■ Exercise goal:
Find each line of the records below that contains the word "facade", and copy those lines out.

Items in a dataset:
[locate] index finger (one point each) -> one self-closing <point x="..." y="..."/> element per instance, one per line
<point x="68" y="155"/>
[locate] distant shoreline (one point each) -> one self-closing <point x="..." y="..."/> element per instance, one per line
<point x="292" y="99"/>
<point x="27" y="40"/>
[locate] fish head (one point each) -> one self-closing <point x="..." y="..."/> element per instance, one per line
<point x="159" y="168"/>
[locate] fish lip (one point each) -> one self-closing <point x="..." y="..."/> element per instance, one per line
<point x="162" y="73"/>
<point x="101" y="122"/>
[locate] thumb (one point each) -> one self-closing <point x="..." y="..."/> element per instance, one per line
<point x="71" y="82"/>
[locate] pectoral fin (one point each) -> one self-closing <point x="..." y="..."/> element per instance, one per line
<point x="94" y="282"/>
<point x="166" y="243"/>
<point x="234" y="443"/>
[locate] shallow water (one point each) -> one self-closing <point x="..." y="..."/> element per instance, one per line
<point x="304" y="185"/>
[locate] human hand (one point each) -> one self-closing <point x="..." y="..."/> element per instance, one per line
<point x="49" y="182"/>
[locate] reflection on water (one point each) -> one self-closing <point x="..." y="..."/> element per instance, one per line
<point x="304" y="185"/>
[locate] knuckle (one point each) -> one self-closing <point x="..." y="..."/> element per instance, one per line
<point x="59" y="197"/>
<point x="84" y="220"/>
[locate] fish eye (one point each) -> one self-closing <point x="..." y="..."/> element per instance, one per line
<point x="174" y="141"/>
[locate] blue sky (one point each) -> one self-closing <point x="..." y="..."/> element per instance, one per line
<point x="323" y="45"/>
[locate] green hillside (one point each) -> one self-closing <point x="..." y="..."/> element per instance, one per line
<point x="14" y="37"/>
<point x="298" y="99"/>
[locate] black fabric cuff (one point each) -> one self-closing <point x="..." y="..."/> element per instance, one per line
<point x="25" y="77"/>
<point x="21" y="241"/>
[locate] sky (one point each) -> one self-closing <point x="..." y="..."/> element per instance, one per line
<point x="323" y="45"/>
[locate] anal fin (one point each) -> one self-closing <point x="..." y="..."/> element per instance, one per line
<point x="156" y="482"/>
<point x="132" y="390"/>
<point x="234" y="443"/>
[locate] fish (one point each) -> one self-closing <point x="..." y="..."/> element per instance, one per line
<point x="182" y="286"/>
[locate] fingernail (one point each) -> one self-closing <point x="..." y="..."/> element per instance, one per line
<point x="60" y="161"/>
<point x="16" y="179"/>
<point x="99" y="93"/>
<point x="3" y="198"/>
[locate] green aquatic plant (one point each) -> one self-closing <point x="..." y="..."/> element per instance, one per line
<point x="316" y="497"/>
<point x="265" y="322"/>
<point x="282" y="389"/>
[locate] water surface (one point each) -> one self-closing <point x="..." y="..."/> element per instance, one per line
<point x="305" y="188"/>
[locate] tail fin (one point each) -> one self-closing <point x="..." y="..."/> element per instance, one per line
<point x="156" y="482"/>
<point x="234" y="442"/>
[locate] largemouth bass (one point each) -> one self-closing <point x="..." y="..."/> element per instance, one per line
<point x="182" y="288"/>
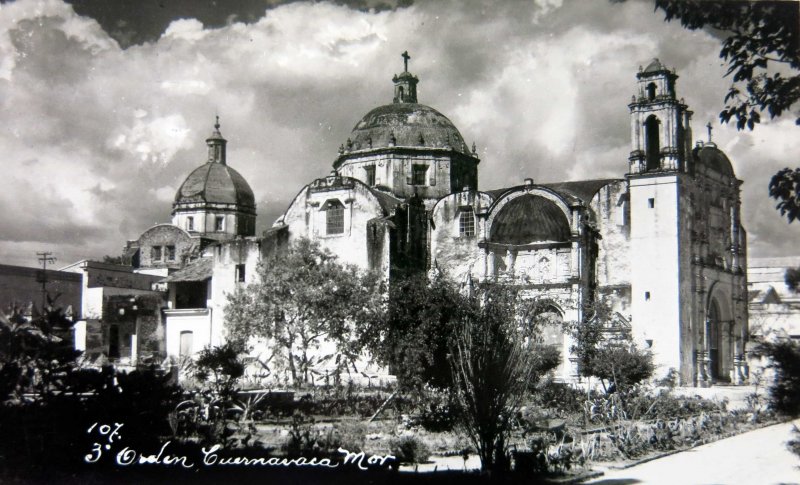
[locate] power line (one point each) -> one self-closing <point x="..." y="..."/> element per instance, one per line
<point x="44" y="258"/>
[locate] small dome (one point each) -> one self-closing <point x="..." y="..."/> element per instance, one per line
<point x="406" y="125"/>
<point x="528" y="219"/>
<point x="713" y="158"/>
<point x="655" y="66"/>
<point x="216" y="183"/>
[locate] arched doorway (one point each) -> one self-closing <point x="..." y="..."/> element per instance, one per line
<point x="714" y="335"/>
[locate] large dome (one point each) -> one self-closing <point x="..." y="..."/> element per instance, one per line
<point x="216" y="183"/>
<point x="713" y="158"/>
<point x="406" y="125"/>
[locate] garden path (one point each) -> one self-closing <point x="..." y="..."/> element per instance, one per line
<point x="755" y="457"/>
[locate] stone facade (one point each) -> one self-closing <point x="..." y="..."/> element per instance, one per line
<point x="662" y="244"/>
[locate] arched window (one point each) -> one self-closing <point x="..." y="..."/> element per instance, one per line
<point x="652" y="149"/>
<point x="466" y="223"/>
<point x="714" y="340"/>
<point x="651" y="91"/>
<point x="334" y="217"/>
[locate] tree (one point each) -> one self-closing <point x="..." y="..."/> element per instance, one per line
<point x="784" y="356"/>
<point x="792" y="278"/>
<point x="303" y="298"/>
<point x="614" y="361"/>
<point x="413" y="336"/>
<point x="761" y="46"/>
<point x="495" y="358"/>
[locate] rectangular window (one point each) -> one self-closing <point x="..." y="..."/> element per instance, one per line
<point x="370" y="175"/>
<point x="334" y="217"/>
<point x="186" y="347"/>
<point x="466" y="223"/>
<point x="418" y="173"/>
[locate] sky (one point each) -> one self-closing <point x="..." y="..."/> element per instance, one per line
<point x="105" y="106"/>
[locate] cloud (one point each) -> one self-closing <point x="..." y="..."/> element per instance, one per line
---
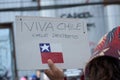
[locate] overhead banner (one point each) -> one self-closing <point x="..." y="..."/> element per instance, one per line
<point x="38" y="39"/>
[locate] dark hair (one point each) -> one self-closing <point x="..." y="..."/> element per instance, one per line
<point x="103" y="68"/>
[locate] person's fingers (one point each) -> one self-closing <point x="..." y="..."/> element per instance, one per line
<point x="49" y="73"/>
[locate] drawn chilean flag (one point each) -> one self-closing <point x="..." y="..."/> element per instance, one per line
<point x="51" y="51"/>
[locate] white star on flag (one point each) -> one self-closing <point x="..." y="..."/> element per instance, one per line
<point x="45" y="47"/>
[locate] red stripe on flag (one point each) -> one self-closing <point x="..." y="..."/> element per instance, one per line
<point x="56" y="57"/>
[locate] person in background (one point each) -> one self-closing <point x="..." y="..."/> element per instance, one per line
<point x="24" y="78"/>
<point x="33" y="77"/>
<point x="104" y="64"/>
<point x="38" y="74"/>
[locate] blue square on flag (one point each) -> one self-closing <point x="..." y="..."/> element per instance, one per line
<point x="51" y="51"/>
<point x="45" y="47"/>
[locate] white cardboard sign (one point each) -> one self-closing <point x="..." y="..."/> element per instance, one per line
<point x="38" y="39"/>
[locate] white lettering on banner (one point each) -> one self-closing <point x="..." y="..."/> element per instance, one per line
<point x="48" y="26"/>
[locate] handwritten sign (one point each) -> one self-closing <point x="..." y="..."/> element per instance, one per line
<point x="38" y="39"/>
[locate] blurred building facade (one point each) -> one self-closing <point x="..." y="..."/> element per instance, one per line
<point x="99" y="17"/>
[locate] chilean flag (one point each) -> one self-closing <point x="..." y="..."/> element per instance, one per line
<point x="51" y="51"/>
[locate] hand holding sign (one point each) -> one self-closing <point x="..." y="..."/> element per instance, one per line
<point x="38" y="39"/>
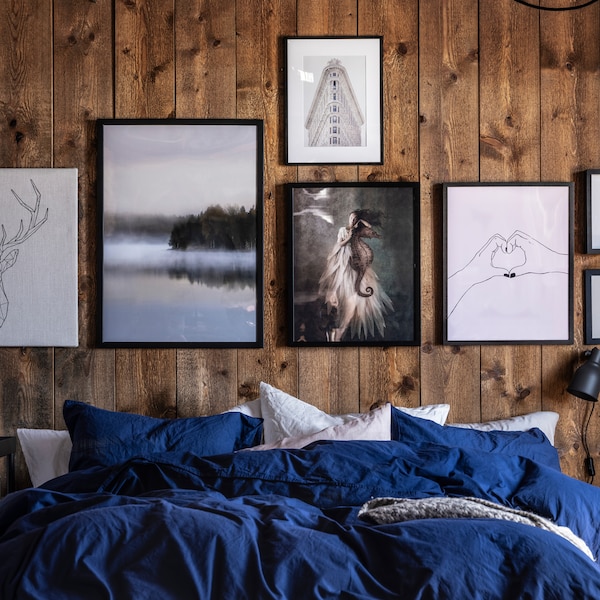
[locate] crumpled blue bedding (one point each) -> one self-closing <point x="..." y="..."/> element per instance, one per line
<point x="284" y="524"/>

■ The reply:
[locate] stone facade (one point each) -> one self-closing <point x="..." y="..."/> element per instance, one per line
[locate] blurred building facade (one point each) -> one self-closing <point x="..." y="..."/> element per instance, one per line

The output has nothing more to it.